[[ Data for the task open ]]
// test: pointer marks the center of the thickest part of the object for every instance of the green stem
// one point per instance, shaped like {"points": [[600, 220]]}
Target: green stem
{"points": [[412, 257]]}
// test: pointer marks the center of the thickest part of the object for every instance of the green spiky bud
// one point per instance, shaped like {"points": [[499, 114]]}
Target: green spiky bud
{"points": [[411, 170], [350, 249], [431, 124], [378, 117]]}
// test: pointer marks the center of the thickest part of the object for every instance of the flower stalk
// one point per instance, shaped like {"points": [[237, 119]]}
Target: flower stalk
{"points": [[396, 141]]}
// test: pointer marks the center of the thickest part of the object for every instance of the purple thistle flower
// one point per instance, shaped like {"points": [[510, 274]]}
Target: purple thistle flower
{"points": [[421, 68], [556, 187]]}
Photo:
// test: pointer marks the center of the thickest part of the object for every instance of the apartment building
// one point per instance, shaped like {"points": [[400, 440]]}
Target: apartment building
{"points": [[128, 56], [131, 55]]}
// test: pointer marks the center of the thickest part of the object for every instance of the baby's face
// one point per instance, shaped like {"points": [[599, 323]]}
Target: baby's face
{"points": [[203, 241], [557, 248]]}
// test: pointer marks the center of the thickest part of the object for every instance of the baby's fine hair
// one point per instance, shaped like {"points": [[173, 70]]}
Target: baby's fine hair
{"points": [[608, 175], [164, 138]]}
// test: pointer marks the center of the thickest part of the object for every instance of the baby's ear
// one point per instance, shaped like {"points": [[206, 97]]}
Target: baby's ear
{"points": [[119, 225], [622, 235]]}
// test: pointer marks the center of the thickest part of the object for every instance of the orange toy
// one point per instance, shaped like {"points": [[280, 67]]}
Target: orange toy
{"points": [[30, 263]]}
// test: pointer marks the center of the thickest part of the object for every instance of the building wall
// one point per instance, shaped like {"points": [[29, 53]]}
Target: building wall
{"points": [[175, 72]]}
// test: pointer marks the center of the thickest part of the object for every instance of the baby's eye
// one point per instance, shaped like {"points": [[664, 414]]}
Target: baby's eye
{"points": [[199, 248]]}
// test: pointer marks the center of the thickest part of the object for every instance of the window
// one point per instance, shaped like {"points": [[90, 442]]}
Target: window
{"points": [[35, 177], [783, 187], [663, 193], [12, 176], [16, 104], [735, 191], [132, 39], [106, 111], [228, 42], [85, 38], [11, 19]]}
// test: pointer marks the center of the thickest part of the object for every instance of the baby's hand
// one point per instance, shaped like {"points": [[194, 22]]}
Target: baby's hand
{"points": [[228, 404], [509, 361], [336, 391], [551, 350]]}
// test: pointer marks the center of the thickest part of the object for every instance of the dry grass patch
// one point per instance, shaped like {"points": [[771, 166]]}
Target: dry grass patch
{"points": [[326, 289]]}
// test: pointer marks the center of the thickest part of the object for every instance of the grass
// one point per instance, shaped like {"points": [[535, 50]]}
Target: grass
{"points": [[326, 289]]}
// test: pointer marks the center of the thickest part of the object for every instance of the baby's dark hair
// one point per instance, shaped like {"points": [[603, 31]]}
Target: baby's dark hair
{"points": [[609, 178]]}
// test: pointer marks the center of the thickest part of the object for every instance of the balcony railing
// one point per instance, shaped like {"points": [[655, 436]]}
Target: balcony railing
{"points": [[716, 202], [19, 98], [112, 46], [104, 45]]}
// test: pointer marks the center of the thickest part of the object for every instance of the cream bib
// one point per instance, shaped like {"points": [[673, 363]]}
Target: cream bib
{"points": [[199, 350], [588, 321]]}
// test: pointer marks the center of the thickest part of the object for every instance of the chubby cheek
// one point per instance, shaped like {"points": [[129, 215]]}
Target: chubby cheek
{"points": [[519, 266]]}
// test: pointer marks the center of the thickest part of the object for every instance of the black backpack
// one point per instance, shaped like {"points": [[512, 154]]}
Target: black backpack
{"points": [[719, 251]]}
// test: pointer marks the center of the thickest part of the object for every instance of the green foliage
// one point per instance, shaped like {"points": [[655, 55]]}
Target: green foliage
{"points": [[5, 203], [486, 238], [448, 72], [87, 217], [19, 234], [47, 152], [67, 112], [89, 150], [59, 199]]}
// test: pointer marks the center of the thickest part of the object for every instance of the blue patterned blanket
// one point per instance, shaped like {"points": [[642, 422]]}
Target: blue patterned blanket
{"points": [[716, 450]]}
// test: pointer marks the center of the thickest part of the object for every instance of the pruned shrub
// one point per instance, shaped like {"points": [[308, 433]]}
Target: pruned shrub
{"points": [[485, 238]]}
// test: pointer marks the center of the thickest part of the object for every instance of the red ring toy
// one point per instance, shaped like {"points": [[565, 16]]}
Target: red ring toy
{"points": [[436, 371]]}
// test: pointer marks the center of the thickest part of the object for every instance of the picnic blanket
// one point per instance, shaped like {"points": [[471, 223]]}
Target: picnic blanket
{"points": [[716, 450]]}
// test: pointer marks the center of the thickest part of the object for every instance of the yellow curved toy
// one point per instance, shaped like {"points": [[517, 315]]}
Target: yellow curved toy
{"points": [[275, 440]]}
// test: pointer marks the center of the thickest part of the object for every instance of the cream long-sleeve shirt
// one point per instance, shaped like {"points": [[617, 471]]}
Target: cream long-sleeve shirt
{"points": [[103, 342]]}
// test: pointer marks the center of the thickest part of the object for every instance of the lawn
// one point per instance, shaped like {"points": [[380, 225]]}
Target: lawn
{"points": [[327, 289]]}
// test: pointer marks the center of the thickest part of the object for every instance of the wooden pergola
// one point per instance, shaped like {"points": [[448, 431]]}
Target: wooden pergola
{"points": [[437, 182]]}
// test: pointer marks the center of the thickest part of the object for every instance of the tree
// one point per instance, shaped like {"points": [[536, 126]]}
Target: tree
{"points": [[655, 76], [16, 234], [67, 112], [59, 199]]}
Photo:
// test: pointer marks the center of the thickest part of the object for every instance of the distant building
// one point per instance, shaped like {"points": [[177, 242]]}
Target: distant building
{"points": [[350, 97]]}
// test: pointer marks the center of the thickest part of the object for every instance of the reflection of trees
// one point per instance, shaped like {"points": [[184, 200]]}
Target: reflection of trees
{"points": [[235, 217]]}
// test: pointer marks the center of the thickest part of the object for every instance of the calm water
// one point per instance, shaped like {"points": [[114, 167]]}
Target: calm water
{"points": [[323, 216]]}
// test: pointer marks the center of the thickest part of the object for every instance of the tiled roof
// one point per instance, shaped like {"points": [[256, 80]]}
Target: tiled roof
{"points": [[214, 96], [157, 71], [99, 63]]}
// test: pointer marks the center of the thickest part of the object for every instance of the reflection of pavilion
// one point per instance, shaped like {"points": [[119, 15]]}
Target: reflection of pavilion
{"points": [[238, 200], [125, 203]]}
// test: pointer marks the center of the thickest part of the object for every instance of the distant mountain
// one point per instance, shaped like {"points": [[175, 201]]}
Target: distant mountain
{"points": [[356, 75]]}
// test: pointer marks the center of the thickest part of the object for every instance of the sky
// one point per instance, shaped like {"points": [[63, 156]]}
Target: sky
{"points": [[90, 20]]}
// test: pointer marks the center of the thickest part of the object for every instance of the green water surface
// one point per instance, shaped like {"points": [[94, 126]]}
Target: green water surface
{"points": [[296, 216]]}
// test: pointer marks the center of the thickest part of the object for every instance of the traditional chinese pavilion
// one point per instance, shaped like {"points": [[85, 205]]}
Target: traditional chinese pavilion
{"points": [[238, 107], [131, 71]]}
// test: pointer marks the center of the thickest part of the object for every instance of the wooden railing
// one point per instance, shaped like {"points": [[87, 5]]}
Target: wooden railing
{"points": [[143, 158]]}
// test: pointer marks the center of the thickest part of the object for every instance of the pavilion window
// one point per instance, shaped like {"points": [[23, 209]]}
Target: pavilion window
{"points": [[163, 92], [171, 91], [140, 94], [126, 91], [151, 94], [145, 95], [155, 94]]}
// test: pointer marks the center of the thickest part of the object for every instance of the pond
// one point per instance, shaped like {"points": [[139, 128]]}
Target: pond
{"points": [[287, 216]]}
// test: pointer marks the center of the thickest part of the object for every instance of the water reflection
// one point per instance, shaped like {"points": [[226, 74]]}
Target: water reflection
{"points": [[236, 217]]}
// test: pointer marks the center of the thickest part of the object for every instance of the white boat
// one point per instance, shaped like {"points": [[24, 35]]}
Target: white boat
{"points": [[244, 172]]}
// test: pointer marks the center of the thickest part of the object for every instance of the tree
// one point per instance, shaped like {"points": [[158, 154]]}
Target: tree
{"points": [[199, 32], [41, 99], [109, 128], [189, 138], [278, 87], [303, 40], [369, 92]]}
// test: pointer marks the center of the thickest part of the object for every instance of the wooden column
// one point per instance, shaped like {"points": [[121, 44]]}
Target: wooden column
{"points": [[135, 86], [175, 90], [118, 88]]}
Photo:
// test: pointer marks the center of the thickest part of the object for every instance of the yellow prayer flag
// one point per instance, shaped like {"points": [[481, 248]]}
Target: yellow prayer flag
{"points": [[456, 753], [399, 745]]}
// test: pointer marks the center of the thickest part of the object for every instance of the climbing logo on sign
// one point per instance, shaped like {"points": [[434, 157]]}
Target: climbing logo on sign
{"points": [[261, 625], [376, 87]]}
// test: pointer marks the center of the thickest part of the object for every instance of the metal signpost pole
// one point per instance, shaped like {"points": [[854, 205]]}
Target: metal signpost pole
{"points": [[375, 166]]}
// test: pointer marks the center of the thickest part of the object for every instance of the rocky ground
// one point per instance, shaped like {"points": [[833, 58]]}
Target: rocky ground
[[ Data for the task closed ]]
In the entries above, restate word for word the lines between the one holding "Target: wooden railing" and the one holding "the wooden column", inclusive, and nothing besides.

_Reply to the task_
Target: wooden railing
{"points": [[143, 158]]}
// test: pointer marks the center of the thickest part of the object for every instance of the pavilion window
// one point per instance, shaped like {"points": [[23, 209]]}
Target: pavilion window
{"points": [[163, 92], [171, 91], [140, 94], [126, 91], [151, 94], [145, 95], [155, 94]]}
// test: pointer marks the center of the thickest part of the object for every instance of the pond
// one point per instance, shaped like {"points": [[139, 128]]}
Target: pond
{"points": [[287, 216]]}
// test: pointer marks the center of the thickest part of the object for every instance of the water reflection
// one point per instance, shaped like {"points": [[226, 74]]}
Target: water reflection
{"points": [[236, 217]]}
// test: pointer marks the center of the thickest part of the object for every instance of the white boat
// one point per instance, shaped like {"points": [[24, 35]]}
Target: white boat
{"points": [[244, 172]]}
// test: pointer marks the center of the thickest part of the object for every instance of the tree
// one point per instance, shaped like {"points": [[158, 154]]}
Target: tree
{"points": [[199, 32], [41, 99], [109, 128], [189, 138], [278, 87], [303, 40], [369, 92]]}
// test: pointer marks the center of the thickest part of the object for every instance of the wooden column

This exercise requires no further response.